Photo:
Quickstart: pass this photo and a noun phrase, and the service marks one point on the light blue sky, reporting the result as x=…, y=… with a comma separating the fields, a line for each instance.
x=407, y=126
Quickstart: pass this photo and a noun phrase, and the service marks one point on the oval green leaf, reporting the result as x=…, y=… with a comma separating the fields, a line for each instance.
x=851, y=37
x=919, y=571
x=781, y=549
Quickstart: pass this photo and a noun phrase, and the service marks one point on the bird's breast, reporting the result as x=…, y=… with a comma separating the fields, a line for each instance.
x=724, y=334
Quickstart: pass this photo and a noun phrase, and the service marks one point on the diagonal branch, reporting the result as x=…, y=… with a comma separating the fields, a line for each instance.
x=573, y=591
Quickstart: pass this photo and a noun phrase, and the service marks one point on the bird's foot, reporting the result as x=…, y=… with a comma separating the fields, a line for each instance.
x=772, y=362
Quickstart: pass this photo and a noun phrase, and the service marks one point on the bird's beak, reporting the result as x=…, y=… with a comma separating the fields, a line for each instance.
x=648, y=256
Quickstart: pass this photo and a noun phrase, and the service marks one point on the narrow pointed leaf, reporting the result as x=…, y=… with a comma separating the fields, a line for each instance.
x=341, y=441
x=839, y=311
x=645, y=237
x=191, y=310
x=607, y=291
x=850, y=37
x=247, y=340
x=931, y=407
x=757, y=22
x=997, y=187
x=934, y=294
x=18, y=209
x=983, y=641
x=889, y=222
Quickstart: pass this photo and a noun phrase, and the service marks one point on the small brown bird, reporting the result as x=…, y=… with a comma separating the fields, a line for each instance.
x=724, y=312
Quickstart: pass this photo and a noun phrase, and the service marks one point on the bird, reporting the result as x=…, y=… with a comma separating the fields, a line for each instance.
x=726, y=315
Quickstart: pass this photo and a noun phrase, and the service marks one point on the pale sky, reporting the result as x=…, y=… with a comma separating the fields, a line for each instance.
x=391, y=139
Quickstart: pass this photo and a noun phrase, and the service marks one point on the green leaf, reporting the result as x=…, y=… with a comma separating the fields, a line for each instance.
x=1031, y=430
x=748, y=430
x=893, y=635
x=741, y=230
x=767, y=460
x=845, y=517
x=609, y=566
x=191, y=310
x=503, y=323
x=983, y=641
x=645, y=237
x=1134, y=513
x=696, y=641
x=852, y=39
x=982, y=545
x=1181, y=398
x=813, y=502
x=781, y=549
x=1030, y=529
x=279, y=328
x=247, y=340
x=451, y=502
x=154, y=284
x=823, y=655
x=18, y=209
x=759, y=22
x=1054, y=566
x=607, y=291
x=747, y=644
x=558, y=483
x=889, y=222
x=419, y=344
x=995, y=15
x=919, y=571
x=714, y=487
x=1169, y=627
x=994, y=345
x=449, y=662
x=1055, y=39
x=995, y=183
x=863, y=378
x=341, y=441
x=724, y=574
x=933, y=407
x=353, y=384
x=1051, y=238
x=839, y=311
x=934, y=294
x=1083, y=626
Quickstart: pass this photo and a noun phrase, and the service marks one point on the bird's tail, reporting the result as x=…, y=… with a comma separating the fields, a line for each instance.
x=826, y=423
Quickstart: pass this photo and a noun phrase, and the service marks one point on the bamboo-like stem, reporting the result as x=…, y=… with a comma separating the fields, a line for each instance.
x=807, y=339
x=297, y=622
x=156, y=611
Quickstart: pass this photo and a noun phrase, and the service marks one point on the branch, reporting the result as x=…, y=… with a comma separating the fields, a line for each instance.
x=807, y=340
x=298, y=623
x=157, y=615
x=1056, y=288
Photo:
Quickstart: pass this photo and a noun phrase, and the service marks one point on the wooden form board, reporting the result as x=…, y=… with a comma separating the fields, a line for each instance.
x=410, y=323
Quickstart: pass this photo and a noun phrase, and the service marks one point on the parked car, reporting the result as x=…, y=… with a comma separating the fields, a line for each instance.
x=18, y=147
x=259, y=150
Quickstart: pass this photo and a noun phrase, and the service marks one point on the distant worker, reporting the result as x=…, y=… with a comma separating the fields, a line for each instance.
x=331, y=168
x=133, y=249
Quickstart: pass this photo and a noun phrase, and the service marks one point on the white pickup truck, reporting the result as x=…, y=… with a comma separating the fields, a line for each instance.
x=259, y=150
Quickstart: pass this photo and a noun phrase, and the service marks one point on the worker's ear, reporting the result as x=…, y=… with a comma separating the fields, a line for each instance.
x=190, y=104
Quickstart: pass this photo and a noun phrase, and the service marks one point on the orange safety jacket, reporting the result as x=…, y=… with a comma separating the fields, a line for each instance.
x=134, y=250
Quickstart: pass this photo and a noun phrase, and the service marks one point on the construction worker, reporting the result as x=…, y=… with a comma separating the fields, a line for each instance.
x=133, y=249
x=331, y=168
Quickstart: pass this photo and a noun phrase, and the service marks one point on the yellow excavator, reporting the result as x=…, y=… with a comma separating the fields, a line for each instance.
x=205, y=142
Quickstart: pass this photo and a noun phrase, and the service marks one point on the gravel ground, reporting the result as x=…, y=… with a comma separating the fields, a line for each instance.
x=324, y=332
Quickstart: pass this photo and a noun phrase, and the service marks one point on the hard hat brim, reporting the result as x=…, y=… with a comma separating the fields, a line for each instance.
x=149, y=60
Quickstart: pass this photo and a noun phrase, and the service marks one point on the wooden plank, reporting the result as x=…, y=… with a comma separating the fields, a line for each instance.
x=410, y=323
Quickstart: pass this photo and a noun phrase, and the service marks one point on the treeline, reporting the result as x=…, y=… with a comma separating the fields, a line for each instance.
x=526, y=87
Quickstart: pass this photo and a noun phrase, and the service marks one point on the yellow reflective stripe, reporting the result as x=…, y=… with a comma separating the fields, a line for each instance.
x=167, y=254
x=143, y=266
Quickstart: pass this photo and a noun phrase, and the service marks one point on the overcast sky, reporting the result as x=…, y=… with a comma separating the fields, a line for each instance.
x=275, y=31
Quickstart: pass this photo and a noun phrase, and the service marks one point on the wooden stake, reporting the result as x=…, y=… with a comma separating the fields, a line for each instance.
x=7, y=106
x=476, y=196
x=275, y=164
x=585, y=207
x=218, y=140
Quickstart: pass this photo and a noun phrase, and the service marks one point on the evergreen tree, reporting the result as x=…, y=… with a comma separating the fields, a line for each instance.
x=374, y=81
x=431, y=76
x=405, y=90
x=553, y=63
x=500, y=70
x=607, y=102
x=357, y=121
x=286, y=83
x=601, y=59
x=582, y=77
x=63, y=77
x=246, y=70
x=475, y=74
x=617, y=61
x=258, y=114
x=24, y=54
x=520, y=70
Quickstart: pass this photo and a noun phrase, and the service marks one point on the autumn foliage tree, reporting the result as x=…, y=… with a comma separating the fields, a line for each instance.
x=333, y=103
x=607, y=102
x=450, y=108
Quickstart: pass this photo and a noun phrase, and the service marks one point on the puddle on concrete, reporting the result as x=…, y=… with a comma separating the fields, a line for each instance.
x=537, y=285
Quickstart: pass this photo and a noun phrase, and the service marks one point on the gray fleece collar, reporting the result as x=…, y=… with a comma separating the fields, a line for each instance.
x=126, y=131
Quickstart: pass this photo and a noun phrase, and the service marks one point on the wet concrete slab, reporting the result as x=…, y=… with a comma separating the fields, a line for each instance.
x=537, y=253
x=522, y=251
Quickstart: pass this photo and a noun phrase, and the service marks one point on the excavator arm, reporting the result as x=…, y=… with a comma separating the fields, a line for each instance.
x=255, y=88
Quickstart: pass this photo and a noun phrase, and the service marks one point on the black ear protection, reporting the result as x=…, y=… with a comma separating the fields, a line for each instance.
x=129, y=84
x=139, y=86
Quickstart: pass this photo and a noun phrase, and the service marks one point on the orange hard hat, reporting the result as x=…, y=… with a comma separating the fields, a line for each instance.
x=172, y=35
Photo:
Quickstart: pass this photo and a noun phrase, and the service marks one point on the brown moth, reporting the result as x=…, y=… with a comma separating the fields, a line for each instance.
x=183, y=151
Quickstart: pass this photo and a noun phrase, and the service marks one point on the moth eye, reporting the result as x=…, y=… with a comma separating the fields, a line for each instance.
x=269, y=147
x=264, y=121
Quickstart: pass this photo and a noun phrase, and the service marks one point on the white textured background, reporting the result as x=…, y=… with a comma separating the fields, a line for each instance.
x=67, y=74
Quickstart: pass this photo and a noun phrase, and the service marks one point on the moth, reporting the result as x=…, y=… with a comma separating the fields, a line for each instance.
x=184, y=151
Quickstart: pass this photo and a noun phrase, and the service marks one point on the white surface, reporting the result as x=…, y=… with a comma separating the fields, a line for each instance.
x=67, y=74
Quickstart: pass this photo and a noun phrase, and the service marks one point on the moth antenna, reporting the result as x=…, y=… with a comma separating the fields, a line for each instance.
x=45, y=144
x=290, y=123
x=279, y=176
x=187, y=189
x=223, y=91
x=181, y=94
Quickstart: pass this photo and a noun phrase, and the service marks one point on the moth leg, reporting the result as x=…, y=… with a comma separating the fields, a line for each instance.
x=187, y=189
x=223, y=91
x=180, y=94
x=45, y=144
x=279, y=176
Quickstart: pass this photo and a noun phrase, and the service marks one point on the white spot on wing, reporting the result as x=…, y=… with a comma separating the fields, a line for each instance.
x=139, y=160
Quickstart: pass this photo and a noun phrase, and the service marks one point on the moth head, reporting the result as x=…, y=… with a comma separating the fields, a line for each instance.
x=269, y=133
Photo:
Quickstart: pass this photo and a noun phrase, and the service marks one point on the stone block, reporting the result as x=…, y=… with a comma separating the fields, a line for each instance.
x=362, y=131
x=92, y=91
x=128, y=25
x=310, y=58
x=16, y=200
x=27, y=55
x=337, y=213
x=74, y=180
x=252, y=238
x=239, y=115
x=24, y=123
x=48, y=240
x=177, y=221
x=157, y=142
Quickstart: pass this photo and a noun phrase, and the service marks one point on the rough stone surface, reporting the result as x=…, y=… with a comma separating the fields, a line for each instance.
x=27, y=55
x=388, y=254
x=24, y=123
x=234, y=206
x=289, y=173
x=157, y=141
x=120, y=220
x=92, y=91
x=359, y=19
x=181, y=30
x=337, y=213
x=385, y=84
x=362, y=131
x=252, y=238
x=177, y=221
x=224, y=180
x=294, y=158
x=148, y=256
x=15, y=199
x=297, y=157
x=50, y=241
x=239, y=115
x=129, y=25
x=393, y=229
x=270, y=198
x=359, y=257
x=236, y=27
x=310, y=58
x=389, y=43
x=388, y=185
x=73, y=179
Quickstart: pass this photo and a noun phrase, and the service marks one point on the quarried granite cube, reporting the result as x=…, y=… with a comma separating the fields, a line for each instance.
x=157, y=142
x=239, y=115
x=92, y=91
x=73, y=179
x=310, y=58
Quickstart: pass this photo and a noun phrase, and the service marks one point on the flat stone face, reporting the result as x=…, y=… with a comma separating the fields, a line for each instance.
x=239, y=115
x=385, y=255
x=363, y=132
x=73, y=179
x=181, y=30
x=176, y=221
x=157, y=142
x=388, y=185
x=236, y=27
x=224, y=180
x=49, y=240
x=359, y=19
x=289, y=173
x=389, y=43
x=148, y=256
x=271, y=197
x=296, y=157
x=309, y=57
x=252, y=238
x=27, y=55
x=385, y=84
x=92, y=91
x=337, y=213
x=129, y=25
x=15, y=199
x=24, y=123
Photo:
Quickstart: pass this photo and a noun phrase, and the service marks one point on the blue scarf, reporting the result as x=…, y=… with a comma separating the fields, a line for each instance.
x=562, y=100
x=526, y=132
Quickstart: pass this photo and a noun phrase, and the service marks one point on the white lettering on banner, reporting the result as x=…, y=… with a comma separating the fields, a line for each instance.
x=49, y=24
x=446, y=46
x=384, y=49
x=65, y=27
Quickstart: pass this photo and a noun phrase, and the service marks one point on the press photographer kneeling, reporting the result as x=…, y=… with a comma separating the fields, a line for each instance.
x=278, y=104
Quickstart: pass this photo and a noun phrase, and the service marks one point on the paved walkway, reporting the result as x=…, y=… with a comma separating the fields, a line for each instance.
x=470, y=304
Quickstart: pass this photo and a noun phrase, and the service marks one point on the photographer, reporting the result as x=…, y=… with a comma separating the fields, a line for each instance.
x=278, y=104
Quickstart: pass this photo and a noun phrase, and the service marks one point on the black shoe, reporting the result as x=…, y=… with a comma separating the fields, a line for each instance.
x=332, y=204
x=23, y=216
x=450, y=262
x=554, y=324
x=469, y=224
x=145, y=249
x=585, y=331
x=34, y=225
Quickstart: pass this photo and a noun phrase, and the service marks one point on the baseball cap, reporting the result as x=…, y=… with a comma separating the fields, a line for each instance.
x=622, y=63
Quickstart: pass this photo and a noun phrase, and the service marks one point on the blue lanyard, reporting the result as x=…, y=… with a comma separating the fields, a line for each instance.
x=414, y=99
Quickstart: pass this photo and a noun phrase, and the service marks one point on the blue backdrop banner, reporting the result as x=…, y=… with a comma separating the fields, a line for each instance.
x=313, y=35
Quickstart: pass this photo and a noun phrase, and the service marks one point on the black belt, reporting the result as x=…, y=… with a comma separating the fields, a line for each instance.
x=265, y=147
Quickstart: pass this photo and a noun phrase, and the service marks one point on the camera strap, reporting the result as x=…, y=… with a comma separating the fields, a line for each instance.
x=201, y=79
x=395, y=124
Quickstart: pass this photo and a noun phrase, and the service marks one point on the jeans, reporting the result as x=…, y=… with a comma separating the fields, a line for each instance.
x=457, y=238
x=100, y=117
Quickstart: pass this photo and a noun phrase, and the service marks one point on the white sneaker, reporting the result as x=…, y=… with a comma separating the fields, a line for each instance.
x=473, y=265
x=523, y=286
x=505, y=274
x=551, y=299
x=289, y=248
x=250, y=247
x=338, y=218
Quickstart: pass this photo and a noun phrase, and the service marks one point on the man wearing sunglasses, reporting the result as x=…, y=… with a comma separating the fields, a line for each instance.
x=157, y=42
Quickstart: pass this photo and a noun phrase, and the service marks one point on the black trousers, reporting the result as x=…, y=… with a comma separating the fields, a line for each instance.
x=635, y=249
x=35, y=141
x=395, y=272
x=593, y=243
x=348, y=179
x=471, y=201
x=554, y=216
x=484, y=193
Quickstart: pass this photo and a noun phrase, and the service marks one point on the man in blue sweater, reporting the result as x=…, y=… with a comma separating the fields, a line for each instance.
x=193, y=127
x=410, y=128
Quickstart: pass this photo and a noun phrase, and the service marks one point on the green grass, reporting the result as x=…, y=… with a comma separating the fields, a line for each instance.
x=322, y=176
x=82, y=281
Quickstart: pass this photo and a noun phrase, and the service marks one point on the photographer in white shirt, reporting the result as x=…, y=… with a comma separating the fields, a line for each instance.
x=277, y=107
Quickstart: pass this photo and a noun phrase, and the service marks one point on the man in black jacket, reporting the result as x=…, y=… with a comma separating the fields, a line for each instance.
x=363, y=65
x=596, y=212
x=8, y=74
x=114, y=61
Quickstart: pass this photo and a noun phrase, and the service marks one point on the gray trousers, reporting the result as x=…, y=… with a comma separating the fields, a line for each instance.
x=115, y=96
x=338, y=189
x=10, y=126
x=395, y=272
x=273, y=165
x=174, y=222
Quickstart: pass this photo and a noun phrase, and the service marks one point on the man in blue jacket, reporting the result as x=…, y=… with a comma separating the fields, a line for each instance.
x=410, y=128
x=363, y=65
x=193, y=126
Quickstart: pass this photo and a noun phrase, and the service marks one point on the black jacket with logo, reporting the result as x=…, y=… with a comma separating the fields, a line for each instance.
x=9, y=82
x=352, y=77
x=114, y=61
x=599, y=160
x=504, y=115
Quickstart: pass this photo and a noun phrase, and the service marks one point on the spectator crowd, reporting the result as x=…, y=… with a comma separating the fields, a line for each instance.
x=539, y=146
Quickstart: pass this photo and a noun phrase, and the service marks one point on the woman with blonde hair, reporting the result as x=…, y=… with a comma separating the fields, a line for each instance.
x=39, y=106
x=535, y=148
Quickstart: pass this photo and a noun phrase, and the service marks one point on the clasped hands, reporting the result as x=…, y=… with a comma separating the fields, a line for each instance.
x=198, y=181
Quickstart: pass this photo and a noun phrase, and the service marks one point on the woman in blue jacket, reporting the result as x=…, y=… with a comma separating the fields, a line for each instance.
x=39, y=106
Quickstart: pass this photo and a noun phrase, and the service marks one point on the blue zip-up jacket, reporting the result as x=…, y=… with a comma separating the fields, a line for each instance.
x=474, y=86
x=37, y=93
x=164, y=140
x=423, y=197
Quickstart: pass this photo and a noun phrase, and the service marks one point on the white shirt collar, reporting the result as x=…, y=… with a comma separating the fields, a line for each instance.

### WHAT THE TASK ASKS
Render the rows from the beginning through the line containing "x=648, y=256" as a Markdown table with two columns, No. and Entry. Give each line its running number and leave out blank lines.

### ANSWER BELOW
| No. | Entry |
|---|---|
| 1 | Photo: |
| 2 | Quickstart: pass this photo and a noun phrase, and the service marks one point on the light blue sky, reporting the result as x=…, y=… with a comma separating the fields, a line for each instance. |
| 3 | x=407, y=126 |
| 4 | Quickstart: pass this photo and a noun phrase, and the service marks one point on the oval green leaf, reporting the result as x=…, y=… with a comma separating the fields, a line for each instance. |
| 5 | x=851, y=37 |
| 6 | x=919, y=571 |
| 7 | x=781, y=549 |
| 8 | Quickstart: pass this photo and a noun phrase, and the service marks one point on the bird's breast, reporting the result as x=…, y=… with a comma separating the fields, a line for each instance. |
| 9 | x=724, y=334 |
| 10 | Quickstart: pass this photo and a noun phrase, and the service marks one point on the diagonal branch, reporting the result as x=…, y=… with a comma separating the fields, a line for each instance. |
| 11 | x=573, y=591 |
| 12 | Quickstart: pass this photo and a noun phrase, and the service marks one point on the bird's foot, reporting the result as x=…, y=… with a comma separating the fields, a line for each instance. |
| 13 | x=772, y=362 |
| 14 | Quickstart: pass this photo and a noun phrase, and the service marks one point on the bird's beak, reporting the result as x=…, y=… with a comma separating the fields, a line for each instance. |
| 15 | x=648, y=256 |